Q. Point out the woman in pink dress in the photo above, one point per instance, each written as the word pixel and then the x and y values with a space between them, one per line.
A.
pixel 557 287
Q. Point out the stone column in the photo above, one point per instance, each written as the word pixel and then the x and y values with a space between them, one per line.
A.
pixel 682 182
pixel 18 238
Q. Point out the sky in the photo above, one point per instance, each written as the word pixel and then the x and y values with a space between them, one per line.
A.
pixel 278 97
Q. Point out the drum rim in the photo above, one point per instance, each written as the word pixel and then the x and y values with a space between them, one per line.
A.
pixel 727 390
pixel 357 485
※
# The task
Copy every line in the entries above that has the string "instance" in it.

# Output below
Q. Point out the woman in pink dress in the photo above, one point per instance, each written as the word pixel and then the x and y values with a space between them, one per line.
Q. Point out the stone column in the photo above, one point per instance, each written as the word pixel and then the x and y values with a space between them, one per line.
Q. Point out the sky in the photo above, one point per instance, each written as the word pixel and then the x and y values with a space between them, one per line.
Q. Point out the drum rim in the photo above, one point per instance, each written as the word pixel and then the x and y values with a space between them, one per line.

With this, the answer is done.